BEGIN TEXT UNDER STUDY
You should find evidence for inflation of both additive and log-linear variance test statistics. Under the null, the squared t-statistic is asymptotically distribution as a Chi-Square distribution on 1 degree of freedom. The expected median of the squared statistics is therefore approximately 0.456.

In our simulation, the median of the squared additive t-statistics was 5.63, clearly showing a strong signal for additive effects of SNPs.

In our simulation, the median of the squared log-linear variance t-statistics was 0.6748393, also showing evidence for log-linear variance effects. (Statistical significance for a deviation from the null can be tested by the Kolmogorov-Smirnov test. In our simulation, this gave a p-value of 3x10-4, showing significant inflation of log-linear variance test statistics).

There is evidence for inflation of log-linear variance effects because a relationship between the additive and log-linear variance effects exists. This exists because of the mean-variance relation of the Gamma distribution combined with the effects of inverse-normal transformation. To visualise it, type

plot(results$add,results$var,xlab='additive effect',ylab='log-linear variance effect')
END TEXT UNDER STUDY
BEGIN ENTRIES PROVIDED
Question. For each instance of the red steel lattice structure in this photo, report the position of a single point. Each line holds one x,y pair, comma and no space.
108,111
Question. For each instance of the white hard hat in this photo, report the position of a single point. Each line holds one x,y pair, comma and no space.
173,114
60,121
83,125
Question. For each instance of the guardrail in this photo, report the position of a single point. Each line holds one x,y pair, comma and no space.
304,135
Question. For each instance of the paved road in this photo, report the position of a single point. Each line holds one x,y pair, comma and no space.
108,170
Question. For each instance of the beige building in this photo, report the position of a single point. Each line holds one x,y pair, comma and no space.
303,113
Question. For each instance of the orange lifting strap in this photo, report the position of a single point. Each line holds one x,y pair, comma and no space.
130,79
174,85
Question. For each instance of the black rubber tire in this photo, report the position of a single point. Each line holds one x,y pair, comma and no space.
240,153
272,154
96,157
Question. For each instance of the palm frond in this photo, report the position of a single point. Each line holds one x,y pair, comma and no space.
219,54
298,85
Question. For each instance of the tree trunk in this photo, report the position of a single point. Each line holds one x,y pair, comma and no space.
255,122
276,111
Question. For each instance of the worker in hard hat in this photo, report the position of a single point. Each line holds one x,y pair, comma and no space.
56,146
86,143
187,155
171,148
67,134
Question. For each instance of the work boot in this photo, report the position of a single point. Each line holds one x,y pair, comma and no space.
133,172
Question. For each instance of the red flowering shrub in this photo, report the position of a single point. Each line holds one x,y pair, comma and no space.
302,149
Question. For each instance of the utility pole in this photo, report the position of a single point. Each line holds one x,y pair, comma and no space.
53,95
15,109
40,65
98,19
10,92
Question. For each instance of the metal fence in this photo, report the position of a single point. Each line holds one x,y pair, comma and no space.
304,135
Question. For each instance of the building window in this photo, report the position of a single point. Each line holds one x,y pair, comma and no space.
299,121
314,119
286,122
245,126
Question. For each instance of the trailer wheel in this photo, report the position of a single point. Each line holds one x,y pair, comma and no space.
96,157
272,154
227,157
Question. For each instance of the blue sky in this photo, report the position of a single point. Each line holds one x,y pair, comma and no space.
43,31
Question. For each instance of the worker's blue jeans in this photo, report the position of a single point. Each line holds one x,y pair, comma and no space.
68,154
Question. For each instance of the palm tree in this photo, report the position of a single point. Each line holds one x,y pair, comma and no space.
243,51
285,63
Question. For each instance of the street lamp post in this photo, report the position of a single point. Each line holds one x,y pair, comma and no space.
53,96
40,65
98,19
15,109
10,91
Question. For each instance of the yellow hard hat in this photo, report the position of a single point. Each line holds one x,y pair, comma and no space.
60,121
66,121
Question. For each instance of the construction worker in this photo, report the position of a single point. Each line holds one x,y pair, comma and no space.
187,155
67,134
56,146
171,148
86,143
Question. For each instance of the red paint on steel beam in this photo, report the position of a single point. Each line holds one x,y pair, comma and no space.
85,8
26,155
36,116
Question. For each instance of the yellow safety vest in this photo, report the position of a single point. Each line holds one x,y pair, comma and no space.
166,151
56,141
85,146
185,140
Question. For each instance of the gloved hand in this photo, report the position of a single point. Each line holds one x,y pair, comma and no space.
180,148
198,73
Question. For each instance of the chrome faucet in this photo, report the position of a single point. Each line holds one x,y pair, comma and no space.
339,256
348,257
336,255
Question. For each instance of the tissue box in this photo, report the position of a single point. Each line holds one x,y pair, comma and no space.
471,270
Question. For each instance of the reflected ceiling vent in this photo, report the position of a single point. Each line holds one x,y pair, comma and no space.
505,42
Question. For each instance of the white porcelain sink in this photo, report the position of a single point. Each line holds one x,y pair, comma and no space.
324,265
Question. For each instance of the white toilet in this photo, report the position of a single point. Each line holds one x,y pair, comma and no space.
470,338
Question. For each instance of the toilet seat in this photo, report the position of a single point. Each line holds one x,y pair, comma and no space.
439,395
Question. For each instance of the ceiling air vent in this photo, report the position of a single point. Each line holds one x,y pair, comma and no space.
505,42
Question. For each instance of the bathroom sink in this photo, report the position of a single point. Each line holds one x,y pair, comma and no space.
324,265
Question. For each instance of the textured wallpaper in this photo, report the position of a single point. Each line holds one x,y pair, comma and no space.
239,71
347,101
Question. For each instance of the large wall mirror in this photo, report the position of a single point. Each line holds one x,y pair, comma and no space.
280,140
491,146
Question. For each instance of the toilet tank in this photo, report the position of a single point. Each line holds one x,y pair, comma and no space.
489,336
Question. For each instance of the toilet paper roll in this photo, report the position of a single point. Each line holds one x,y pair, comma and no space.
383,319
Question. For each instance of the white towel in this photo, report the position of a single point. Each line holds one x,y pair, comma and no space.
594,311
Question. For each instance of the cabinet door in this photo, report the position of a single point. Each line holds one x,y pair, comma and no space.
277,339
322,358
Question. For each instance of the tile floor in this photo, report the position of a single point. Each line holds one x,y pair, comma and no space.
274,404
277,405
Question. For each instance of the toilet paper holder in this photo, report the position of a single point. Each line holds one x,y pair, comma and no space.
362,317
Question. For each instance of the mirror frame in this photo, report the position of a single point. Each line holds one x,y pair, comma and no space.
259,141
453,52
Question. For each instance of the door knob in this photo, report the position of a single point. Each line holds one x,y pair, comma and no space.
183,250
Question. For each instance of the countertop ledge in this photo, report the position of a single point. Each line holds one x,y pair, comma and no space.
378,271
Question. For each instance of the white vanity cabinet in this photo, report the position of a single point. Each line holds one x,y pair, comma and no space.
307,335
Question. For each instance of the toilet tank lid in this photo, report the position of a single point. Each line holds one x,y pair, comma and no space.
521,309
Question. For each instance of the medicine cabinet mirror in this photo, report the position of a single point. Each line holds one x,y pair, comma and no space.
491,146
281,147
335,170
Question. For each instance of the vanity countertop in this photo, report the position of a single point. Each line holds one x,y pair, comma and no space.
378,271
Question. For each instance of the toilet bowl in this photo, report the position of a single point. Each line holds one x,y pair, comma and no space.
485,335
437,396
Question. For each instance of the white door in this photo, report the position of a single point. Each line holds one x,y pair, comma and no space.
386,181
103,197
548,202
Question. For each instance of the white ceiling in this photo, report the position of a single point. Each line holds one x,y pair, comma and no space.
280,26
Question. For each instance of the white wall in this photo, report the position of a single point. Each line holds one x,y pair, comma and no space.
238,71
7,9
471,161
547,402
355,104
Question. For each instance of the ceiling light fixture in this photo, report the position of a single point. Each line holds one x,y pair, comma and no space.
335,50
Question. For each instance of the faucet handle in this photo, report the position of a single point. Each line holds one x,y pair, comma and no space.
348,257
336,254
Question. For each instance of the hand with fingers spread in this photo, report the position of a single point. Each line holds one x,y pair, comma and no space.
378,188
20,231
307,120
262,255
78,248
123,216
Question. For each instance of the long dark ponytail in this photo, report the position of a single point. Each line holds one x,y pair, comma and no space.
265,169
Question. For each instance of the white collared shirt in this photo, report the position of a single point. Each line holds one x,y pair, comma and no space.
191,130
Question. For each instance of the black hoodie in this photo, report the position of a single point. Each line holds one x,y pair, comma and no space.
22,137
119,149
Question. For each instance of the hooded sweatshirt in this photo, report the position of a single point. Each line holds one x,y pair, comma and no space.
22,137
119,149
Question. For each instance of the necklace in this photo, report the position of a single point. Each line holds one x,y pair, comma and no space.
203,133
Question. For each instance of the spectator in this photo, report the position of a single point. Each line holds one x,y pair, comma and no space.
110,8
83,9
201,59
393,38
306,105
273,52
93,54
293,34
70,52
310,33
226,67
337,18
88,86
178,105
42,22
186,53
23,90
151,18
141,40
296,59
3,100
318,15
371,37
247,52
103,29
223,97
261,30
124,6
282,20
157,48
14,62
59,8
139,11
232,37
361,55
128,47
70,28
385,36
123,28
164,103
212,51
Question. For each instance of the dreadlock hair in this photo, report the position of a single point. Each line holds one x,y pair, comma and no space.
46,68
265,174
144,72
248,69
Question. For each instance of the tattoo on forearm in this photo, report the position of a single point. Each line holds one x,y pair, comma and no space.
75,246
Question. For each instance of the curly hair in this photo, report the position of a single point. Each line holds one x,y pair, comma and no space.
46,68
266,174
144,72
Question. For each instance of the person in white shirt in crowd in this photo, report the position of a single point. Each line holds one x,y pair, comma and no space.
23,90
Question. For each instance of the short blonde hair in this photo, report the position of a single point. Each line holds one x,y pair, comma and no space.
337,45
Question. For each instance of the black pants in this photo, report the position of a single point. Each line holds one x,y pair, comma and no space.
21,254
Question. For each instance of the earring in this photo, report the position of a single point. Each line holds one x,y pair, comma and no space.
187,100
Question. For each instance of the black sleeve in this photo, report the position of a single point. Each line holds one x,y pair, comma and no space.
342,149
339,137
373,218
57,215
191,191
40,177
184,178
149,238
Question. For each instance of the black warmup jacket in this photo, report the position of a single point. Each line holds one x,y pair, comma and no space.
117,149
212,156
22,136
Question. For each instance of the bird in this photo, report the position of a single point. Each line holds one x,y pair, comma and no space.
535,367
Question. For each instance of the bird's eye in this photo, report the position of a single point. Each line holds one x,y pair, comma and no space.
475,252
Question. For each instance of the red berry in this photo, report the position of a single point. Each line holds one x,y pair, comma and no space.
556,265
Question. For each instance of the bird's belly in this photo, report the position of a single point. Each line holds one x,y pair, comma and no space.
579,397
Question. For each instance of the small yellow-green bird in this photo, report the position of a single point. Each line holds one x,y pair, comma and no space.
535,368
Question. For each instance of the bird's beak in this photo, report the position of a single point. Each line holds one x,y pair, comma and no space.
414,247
END ENTRIES PROVIDED
- _WHAT IS BEING ASKED_
Please rewrite the paragraph of the text on test-statistic inflation that begins "In our simulation, the median of the squared log-linear" as a short bulleted list that keeps its main facts.

- _OUTPUT BELOW_
- The median of the squared log-linear variance t-statistics in the simulation was 0.6748393, which is evidence for log-linear variance effects.
- The Kolmogorov-Smirnov test can check whether a deviation from the null is statistically significant.
- In the simulation, this test gave a p-value of 3x10-4, which shows significant inflation of the log-linear variance test statistics.